- EXERCISE TASKS
A: Copy out the records word for word, everything from their first line down to the line containing "pixel 3 135", and nothing past that line.
B: Pick up the Supreme Court article right after its last sentence and keep writing.

- TEXT TO READ
......
Of course, the thought of a vacancy on the Supreme Court in the near future has caused the political pundits to surmise about the kind of judge President Obama would nominate to replace Justice Ginsberg. The deeper concern for conservatives is whether or not such a replacement would disturb the current balance of the Court and thus, affect future rulings on issues of concern such as abortion and same-sex marriage.

Balance of Supreme Court

The current balance on the court can be described as 4-1-4. That is to say, there are four justices — Scalia, Thomas, Roberts and Alito — who are generally considered to be conservatives on social issues. There are four justices — Stevens, Souter, Breyer and Ginsberg — who favor the liberal side of the spectrum and support abortion rights, gay rights, restrictions on Second Amendment rights and other positions that are part of the liberal agenda.

The middle vote on the Court is Justice Anthony Kennedy who time and again has provided the fifth and determining vote in many controversial decisions. Sometimes Kennedy’s vote affirms conservative values, such as his vote and opinion in the decision to uphold the Congressional ban on partial-birth abortion. Other times his vote provides liberals with the victory as it did in Planned Parenthood v. Casey, that upheld by one vote the central premise of Roe v. Wade, which falsely concluded that a constitutional right to abortion exists.

President Obama’s Judicial Appointments

President Obama has the constitutional authority to appoint future Supreme Court justices, and it is safe to conclude that such appointments will join the liberal wing of the court thereby possibly tipping the balance of the court on the critical social issues of the day. As long as he does not replace the conservative votes, or the vote of Justice Kennedy the balance will remain as it is today.

Ruth Bader Ginsberg came to the high court with a long resume that showed passionate advocacy of far left political issues. She served as the general counsel for the American Civil Liberties Union and was an advocate for elevating the so-called right to abortion in Roe to a position that, if adopted, would place all those who oppose abortion in the same legal position as those who opposed equal rights for African-American citizens. Such a position is a dangerous one indeed and, if adopted by the Court, would forever end the debate in political circles about the continuation of abortion on demand as a social policy.

Contrary to popular belief the 1973 decision in Roe did not find a new constitutional right to abortion. Rather, it reiterated a previously acknowledged constitutional right — the right to privacy — and expanded such right to include a woman’s decision “whether or not” to terminate her pregnancy. (Such a broad right to privacy actually protects a woman’s decision to carry her baby to term as well as to abort even though it is almost always couched in terms of a right to abortion.)
......
- SOURCE DATA
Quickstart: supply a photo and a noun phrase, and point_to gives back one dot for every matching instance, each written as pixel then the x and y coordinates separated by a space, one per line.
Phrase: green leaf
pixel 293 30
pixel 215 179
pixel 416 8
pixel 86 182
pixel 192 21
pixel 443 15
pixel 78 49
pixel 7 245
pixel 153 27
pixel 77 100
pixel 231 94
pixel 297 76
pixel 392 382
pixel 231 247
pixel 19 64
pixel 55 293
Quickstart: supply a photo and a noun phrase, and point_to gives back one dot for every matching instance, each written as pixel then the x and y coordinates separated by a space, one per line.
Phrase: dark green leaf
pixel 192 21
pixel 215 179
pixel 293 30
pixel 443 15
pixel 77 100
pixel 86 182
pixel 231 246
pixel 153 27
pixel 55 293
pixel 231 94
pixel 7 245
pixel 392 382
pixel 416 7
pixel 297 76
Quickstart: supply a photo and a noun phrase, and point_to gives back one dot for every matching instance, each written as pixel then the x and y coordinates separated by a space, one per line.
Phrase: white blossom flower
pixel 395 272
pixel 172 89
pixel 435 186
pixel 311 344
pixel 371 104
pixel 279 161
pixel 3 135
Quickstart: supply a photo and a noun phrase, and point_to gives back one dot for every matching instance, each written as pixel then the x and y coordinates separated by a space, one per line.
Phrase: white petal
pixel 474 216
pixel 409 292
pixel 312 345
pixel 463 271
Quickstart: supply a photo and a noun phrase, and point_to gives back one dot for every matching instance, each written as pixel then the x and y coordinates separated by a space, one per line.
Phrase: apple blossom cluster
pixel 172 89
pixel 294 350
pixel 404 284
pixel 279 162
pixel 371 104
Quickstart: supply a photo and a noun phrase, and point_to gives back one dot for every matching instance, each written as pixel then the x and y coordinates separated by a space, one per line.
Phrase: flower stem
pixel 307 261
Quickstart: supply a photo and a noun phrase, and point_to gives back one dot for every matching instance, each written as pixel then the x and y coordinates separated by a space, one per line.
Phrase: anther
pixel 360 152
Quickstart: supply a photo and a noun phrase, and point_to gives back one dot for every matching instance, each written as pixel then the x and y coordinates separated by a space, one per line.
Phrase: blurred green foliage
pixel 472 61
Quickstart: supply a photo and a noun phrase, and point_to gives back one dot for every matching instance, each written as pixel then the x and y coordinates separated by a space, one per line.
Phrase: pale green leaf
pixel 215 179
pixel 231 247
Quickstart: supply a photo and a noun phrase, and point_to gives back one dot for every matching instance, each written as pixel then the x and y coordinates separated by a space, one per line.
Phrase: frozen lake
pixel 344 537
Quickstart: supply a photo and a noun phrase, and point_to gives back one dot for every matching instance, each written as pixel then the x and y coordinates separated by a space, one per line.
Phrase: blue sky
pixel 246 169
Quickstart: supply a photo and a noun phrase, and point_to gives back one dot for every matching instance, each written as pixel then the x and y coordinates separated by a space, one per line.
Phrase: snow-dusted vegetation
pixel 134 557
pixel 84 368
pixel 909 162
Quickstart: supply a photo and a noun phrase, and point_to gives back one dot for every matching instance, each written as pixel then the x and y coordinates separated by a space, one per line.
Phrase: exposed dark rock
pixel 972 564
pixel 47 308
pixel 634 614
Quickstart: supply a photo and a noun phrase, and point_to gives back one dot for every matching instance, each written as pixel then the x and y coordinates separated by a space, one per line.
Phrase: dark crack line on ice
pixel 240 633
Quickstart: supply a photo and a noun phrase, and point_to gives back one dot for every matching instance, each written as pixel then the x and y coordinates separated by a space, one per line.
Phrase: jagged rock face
......
- EXPECTED RESPONSES
A:
Quickstart: supply a photo and a noun phrase, and point_to gives back one dot for every matching instance, each written as pixel then the x and y coordinates separated by a space, one per line.
Phrase: green leaf
pixel 293 30
pixel 215 179
pixel 416 8
pixel 86 182
pixel 192 21
pixel 443 15
pixel 78 49
pixel 7 245
pixel 153 27
pixel 77 100
pixel 231 94
pixel 297 76
pixel 392 382
pixel 231 247
pixel 19 64
pixel 55 293
Quickstart: supply a photo and a noun phrase, and point_to gives back one dot for every matching instance, each written as pixel then the x and y coordinates separated by a space, one per line.
Phrase: dark green leaf
pixel 192 21
pixel 215 179
pixel 293 30
pixel 443 15
pixel 77 100
pixel 86 182
pixel 231 246
pixel 153 27
pixel 55 293
pixel 231 94
pixel 7 245
pixel 392 382
pixel 416 7
pixel 297 76
Quickstart: supply a photo and a noun phrase, and point_to gives back one dot for every matching instance, each written as pixel then the x and y coordinates separated by a space, one per line.
Phrase: white blossom flower
pixel 395 272
pixel 172 89
pixel 435 186
pixel 311 344
pixel 371 104
pixel 279 161
pixel 3 135

B:
Ginsberg’s position on abortion, if enacted, would find a right to abortion in the equal protection clause of the constitution. This would mean that the denial to a woman of such a right is a denial to her of equal rights under the law. Thus, those who oppose abortion, under this view, oppose equal rights for women and are accordingly misogynists and bigots in the same way as were the racial segregationists in the South during the 1950s and 60s.

In regards to abortion President Obama has made it very clear that he will not compromise his far-left pro-abortion beliefs. While running for president he announced that he would sign into law the radical Freedom of Choice Act (FOCA), which essentially would be a federal codification of the Ginsberg abortion position. Further, his current appointments to head up the Department of Justice indicate that the legal minds of this administration are totally committed to the right to abortion and the Ginsberg view of such a right. Because of this, we simply cannot expect that Obama’s judicial appointments are going to be anything but far-left and pro-abortion.

The good news in regards to replacing Ginsberg is, of course, that such a replacement does not change the current balance of the Supreme Court. It merely replaces an older liberal justice with a younger one. The bad news is that Obama will make many judicial appointments to the lower federal courts as well as to the Supreme Court and these appointments are undoubtedly going to be people who are on the far left of the political spectrum.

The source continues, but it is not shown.